■ Objective:
Render every item below as a numbered list, leaving out blank lines.

■ Provided entries:
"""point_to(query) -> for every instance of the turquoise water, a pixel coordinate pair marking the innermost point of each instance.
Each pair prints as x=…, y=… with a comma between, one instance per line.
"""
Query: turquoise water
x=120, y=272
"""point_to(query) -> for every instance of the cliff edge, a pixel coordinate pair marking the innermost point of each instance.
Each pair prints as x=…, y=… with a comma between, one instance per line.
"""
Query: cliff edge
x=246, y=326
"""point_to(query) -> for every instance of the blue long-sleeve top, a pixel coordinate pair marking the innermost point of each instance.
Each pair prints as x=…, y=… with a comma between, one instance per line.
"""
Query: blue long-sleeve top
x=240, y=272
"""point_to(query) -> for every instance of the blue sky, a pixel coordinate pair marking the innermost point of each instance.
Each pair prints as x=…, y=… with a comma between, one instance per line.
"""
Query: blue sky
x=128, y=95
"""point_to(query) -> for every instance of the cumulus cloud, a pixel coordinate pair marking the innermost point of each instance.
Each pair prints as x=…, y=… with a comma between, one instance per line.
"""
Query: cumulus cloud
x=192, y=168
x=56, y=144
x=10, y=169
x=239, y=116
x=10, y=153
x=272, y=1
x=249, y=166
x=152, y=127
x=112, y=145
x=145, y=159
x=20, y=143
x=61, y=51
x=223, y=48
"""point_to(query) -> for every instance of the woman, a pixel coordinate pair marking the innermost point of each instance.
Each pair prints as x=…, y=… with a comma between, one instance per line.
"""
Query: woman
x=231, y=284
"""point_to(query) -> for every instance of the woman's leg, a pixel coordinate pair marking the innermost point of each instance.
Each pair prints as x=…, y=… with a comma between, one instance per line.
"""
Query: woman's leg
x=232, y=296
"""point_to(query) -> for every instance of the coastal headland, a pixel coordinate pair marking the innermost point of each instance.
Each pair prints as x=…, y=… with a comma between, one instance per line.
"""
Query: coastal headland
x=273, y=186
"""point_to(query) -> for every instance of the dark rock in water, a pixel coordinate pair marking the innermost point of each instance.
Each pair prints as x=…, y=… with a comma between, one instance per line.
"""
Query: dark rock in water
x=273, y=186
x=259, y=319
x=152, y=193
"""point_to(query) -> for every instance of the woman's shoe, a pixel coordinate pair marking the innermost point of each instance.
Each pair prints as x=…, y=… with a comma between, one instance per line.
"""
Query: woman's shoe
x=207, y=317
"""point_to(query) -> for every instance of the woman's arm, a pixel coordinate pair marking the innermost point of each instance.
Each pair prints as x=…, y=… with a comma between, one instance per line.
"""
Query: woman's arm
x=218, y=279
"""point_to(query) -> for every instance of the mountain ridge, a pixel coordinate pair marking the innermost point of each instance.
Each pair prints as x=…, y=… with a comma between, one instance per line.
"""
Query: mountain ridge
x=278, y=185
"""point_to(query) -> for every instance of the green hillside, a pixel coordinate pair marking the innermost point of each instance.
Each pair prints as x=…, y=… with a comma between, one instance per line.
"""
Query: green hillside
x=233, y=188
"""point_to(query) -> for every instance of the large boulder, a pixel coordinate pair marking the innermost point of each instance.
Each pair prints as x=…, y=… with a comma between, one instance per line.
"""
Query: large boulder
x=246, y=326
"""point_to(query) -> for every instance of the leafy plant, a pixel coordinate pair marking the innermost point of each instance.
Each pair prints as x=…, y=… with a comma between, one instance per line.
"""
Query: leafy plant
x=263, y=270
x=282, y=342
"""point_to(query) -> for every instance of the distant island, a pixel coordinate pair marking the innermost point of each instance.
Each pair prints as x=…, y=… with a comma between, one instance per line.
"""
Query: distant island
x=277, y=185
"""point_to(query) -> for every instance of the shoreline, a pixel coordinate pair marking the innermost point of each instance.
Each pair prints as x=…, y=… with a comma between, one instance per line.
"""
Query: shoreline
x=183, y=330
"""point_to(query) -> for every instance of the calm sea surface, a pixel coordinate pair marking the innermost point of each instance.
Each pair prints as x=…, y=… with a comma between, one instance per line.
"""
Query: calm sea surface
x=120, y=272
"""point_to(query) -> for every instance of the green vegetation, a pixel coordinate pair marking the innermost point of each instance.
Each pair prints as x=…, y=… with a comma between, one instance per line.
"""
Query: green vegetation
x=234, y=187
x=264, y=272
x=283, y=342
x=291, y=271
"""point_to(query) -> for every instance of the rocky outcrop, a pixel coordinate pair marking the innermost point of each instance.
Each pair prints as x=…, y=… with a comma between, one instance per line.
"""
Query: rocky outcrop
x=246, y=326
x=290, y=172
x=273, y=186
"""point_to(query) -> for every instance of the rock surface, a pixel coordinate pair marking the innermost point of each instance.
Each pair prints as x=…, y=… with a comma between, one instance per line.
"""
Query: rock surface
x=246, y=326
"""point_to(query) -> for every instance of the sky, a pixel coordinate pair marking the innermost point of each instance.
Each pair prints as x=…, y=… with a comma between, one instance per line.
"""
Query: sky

■ Complete answer:
1. """point_to(query) -> for every instance of the turquoise water, a pixel coordinate pair marking the innermost point of each instance.
2. Each pair prints as x=…, y=… with a comma between, one instance per line.
3. """
4. Query: turquoise water
5. x=120, y=272
6. """point_to(query) -> for every instance of the cliff edge, a pixel coordinate pair marking the innermost point of each instance.
7. Each pair prints as x=…, y=… with a comma between, one instance per line.
8. """
9. Query: cliff edge
10. x=246, y=326
11. """point_to(query) -> for every instance of the blue long-sleeve top, a pixel coordinate pair marking the innermost point of each instance.
12. Each pair prints as x=…, y=… with a comma between, one instance per line.
13. """
14. Query: blue long-sleeve top
15. x=240, y=272
16. """point_to(query) -> for every instance of the blue sky, a pixel coordinate pair marking the innermost point of each instance.
17. Each pair prints as x=…, y=… with a comma between, one instance per line.
18. """
19. Query: blue sky
20. x=128, y=95
21. """point_to(query) -> for every instance of the cumulus cloud, a pixel coordinate pair marking the innermost point of each instance.
22. Each pair prints as x=…, y=… with a comma between, one instance per line.
23. """
24. Query: cumulus cloud
25. x=192, y=168
26. x=56, y=144
27. x=10, y=169
28. x=239, y=116
29. x=10, y=153
30. x=272, y=1
31. x=249, y=166
32. x=152, y=127
33. x=112, y=145
34. x=145, y=159
35. x=20, y=143
36. x=61, y=51
37. x=223, y=48
38. """point_to(query) -> for every instance of the woman, a pixel coordinate pair marking the innermost point of each instance.
39. Each pair prints as x=…, y=… with a comma between, one instance per line.
40. """
41. Query: woman
42. x=231, y=284
43. """point_to(query) -> for every instance of the woman's leg, a pixel coordinate pair marking the innermost point of each instance.
44. Each pair prints as x=…, y=… with a comma between, one instance per line.
45. """
46. Query: woman's leg
47. x=232, y=296
48. """point_to(query) -> for every instance of the coastal headland, a pixel coordinate pair marking the innermost point of each instance.
49. Each pair prints as x=…, y=… with a comma between, one instance per line.
50. """
51. Query: coastal headland
52. x=273, y=186
53. """point_to(query) -> for every instance of the dark rock in water, a pixel coordinate pair marking the innermost point of each instance.
54. Each pair prints as x=…, y=… with a comma between, one instance per line.
55. """
56. Query: dark rock in water
57. x=273, y=186
58. x=259, y=319
59. x=152, y=193
60. """point_to(query) -> for every instance of the woman's shoe, a pixel coordinate pair marking the innermost point of each instance.
61. Each pair prints as x=…, y=… with a comma between, one instance per line.
62. """
63. Query: woman's shoe
64. x=207, y=317
65. """point_to(query) -> for every instance of the woman's arm, a pixel coordinate pair marking the innermost point of each instance.
66. Each pair prints as x=…, y=… with a comma between, one instance per line.
67. """
68. Query: woman's arm
69. x=218, y=279
70. """point_to(query) -> for every instance of the mountain ridge, a pixel coordinate pair marking the innermost point of each instance.
71. Each pair prints as x=…, y=… with a comma between, one instance per line.
72. """
73. Query: mountain ridge
74. x=278, y=185
75. """point_to(query) -> for every instance of the green hillside, a pixel coordinate pair marking the innermost point of each instance.
76. Each pair prints as x=…, y=… with a comma between, one instance per line.
77. """
78. Query: green hillside
79. x=233, y=188
80. """point_to(query) -> for every instance of the large boulder, a pixel coordinate pair marking the innermost point of each instance.
81. Each pair prints as x=…, y=… with a comma between, one instance per line.
82. """
83. Query: large boulder
84. x=246, y=326
85. """point_to(query) -> for every instance of the leafy plant, a pixel coordinate pair marking the innermost point of each instance.
86. Each pair prints as x=…, y=… with a comma between, one instance per line.
87. """
88. Query: leafy plant
89. x=263, y=270
90. x=282, y=342
91. """point_to(query) -> for every instance of the distant island, a pixel coordinate pair marking the innermost point of each instance.
92. Each pair prints as x=…, y=… with a comma between, one instance per line.
93. """
94. Query: distant island
95. x=277, y=185
96. """point_to(query) -> for every instance of the shoreline, a pixel coordinate pair marking the innermost point of each instance.
97. Each pair prints as x=…, y=… with a comma between, one instance per line.
98. """
99. Query: shoreline
100. x=183, y=330
101. """point_to(query) -> for every instance of the calm sea surface, a pixel coordinate pair marking the innermost point of each instance.
102. Each pair prints as x=…, y=… with a comma between, one instance per line.
103. """
104. Query: calm sea surface
105. x=120, y=272
106. """point_to(query) -> for every instance of the green vegetation, a pixel coordinate pair marking the innermost point of each instance.
107. Each pair prints as x=…, y=… with a comma between, one instance per line.
108. """
109. Query: green vegetation
110. x=234, y=187
111. x=264, y=272
112. x=283, y=342
113. x=291, y=271
114. """point_to(query) -> for every instance of the rocky outcrop, a pixel coordinate pair marking the innermost point of each instance.
115. Each pair prints as x=…, y=… with a comma between, one instance per line.
116. """
117. Query: rocky outcrop
118. x=246, y=326
119. x=290, y=172
120. x=273, y=186
121. """point_to(query) -> for every instance of the rock surface, a pixel coordinate pair marking the innermost point of each instance.
122. Each pair prints as x=…, y=… with a comma between, one instance per line.
123. """
124. Query: rock surface
125. x=246, y=326
126. """point_to(query) -> for every instance of the sky, a pixel coordinate pair marking the innermost point of each instance.
127. Each pair prints as x=…, y=… with a comma between, one instance per line.
128. """
129. Query: sky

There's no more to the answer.